■ Document extract

-*-*-

Optimal way of scheduling long job – nodejs/js

If you are using nodejs for some backend stuff to schedule some-work, probably you will hate scheduling because of two factors

  1. You can’t set long timeout
  2. Timers are removed when process restart

You would probably favor cronjobs for scheduling – or may be polling database for regular interval. Loading nodejs script every 5min is a costly job – developers understand, so you can’t follow php/short interval scheduling.

First problem can be solved by of setting a recursive call to a function, with time out. Many solutions on web.
But there lies a problem – You can’t cancel the timeout if you needed to after a recursive call. To solve the recursive call problem i wrote few lines of code.

function setLongTimeout(callback, timeout_ms, updateTimerID) {
    //if timout is more than 32bit int
    var timer;
    if (timeout_ms > 2147483647) {
        //now wait until the max wait time passes then call this function again with
        timer = setTimeout(function () {
            var id = setLongTimeout(callback, (timeout_ms - 2147483647), updateTimerID);
            if (typeof updateTimerID ==='function')
                updateTimerID(id);
        }, 2147483647);
    } else {
        timer = setTimeout(callback, timeout_ms);
    }
    if (typeof updateTimerID ==='function')

-*-*-

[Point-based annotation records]

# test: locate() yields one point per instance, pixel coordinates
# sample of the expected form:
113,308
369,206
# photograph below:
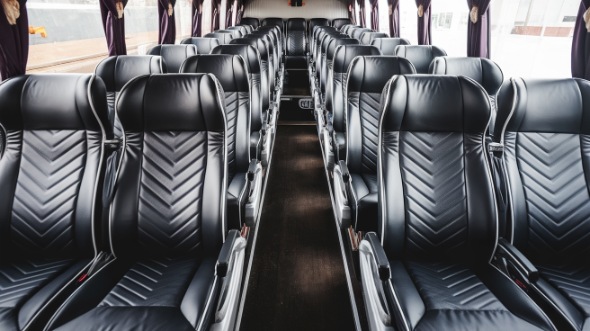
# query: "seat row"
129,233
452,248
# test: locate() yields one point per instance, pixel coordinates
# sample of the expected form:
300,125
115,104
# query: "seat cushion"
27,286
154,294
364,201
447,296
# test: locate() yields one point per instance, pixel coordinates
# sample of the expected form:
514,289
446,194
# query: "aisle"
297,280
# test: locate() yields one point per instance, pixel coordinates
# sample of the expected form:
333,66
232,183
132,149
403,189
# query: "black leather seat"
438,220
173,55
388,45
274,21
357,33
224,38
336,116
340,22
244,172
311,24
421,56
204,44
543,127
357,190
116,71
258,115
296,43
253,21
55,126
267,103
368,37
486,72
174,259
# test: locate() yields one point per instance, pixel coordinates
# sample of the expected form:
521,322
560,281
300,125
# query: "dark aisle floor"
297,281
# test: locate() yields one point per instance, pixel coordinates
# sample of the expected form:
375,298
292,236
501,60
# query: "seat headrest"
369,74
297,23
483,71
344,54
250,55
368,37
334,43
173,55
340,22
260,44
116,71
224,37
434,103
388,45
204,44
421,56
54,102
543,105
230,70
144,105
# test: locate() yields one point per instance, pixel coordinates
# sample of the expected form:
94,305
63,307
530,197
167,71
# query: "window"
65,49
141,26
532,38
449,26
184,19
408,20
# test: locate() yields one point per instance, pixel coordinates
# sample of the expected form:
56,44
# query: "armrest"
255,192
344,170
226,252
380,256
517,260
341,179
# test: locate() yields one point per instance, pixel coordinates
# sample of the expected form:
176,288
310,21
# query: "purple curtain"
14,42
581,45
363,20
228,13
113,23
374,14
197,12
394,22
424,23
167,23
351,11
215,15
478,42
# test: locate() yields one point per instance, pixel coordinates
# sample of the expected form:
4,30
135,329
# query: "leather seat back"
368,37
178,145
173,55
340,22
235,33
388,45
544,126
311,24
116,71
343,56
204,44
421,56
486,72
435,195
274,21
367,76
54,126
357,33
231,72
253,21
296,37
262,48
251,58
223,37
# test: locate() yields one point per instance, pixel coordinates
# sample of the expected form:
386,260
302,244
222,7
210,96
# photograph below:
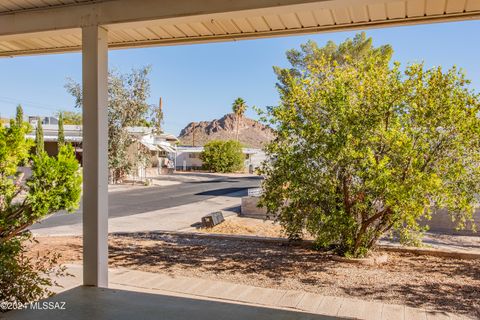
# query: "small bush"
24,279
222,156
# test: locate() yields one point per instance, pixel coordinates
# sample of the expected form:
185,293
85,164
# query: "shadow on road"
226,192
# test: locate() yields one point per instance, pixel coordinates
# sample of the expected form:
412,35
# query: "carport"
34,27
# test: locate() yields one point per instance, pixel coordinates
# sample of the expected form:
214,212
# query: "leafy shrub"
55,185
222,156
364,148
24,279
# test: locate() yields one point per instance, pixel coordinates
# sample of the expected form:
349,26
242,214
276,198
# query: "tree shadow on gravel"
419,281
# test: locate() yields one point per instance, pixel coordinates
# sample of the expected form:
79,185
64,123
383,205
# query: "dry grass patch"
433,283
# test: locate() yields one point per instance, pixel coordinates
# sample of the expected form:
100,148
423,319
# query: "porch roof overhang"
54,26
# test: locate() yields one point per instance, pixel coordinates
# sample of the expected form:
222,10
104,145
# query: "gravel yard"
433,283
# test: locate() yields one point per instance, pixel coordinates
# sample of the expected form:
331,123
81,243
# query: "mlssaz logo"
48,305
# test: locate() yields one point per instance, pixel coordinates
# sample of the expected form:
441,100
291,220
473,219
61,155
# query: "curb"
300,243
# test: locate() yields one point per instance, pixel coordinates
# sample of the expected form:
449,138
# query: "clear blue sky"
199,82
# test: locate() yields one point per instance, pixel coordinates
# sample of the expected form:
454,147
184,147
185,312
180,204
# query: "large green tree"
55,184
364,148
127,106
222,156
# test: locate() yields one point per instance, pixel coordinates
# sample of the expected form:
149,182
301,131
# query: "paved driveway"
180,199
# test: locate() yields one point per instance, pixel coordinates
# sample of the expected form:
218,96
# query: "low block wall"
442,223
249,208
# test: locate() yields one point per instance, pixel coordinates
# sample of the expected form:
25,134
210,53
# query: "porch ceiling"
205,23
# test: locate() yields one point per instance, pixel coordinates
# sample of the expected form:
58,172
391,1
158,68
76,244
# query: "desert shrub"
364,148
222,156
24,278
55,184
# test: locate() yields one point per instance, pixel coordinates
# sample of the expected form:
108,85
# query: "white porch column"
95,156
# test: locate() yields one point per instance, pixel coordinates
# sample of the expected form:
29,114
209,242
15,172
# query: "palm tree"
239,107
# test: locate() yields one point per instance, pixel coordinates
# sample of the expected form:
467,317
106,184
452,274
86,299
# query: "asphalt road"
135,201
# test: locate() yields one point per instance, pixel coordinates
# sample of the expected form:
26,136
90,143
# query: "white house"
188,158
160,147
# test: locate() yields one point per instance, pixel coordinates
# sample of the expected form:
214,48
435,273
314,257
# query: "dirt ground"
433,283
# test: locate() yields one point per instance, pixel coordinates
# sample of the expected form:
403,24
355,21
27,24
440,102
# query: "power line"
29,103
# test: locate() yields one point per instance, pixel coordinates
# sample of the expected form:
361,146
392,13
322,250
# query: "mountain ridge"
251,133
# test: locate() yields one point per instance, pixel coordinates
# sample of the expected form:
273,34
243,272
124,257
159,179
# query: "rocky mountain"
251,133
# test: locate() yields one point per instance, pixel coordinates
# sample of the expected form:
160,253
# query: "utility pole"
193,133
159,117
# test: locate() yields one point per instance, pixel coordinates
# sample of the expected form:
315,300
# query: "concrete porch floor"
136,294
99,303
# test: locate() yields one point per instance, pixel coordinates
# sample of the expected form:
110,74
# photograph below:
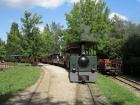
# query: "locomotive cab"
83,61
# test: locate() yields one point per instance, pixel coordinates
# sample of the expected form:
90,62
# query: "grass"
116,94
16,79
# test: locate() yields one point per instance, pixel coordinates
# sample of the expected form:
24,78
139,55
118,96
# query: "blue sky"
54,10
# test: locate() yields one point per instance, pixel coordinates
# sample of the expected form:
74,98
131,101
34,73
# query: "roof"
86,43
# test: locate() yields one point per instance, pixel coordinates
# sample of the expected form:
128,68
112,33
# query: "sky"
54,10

-*-*-

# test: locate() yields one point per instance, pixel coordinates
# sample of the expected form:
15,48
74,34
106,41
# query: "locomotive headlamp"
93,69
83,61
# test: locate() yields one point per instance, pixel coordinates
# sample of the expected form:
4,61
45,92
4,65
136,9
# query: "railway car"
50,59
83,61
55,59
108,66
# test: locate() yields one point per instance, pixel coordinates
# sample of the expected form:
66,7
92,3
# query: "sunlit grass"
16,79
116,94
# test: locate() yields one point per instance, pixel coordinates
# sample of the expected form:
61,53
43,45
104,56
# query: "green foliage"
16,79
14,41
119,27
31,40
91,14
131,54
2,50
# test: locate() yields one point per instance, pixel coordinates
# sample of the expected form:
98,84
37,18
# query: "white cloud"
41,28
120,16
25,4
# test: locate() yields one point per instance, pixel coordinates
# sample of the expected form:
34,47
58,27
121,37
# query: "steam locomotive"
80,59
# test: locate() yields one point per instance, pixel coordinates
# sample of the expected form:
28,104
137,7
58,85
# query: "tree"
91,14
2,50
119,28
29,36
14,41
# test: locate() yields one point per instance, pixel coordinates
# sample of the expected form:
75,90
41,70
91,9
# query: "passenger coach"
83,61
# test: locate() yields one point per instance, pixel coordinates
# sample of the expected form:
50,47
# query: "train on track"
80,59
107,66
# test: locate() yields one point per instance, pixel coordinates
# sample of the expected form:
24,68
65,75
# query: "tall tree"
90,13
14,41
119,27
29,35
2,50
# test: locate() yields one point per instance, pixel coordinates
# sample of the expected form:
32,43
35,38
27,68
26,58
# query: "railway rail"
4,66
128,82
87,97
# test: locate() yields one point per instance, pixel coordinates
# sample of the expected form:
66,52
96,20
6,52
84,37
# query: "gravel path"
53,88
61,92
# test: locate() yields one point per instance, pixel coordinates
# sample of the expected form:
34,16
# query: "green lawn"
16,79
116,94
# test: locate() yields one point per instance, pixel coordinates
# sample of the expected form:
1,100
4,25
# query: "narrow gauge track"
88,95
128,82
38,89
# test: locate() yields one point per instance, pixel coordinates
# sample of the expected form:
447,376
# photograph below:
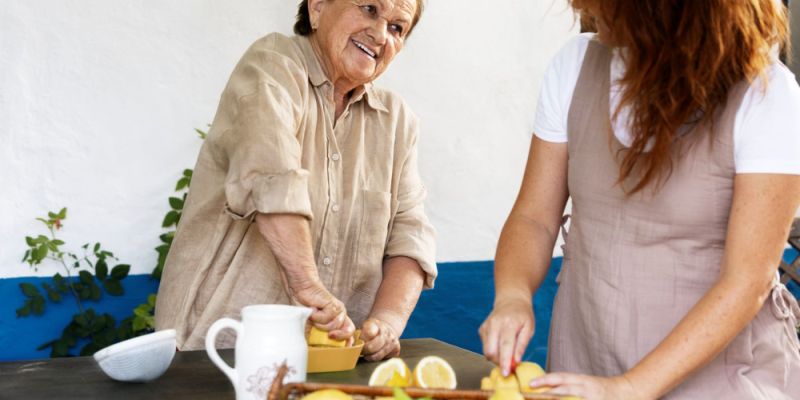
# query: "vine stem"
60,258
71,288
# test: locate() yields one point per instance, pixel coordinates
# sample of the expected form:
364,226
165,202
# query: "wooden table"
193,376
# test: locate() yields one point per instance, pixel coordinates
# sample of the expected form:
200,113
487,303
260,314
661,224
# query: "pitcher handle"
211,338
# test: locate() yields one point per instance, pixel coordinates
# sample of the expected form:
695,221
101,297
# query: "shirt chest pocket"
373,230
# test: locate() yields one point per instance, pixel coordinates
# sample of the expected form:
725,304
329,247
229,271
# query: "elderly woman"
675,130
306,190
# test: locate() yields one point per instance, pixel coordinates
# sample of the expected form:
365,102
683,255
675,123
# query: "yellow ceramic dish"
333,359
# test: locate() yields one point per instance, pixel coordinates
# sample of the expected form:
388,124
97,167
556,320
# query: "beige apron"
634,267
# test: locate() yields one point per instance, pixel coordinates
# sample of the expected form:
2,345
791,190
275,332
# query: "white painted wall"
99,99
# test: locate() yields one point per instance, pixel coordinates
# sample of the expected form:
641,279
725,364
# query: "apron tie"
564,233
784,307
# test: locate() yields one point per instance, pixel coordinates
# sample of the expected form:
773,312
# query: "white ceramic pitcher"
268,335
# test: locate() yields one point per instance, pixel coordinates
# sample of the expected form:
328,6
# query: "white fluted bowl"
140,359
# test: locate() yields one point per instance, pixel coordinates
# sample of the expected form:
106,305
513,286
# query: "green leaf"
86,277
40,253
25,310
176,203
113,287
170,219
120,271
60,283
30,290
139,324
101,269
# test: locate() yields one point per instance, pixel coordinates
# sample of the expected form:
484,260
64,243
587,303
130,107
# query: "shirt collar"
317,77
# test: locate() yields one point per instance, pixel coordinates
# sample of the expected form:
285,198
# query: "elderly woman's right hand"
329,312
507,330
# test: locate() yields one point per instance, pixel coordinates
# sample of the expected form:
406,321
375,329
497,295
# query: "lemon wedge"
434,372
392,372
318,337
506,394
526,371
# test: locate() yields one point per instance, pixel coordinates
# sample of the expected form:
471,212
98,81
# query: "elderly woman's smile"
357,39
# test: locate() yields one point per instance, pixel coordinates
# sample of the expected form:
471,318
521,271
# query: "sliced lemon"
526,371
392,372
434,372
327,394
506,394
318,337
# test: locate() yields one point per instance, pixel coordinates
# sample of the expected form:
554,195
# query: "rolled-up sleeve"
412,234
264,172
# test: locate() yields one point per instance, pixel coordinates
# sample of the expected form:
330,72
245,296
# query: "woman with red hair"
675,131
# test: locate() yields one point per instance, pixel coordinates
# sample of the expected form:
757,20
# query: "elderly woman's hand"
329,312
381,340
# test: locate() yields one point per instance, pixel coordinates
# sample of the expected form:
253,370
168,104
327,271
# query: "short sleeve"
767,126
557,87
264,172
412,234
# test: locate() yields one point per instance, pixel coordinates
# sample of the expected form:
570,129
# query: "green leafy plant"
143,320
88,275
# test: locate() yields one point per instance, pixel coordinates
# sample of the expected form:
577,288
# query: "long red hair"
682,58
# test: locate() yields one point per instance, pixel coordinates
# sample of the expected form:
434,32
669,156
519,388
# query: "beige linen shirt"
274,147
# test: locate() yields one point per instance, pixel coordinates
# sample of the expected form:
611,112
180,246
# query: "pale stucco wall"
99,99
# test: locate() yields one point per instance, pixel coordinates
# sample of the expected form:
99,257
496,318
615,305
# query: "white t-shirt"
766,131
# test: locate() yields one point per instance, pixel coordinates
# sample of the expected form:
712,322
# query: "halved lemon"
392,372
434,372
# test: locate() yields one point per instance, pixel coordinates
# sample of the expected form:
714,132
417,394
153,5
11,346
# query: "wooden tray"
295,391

-*-*-

■ What the task requires
Reproduce the part of the nodejs scheduling post that begins at the words "Optimal way of" and stops after "php/short interval scheduling.". These records were drawn from a separate source, not from the text.

■ Final result
Optimal way of scheduling long job – nodejs/js

If you are using nodejs for some backend stuff to schedule some-work, probably you will hate scheduling because of two factors

  1. You can’t set long timeout
  2. Timers are removed when process restart

You would probably favor cronjobs for scheduling – or may be polling database for regular interval. Loading nodejs script every 5min is a costly job – developers understand, so you can’t follow php/short interval scheduling.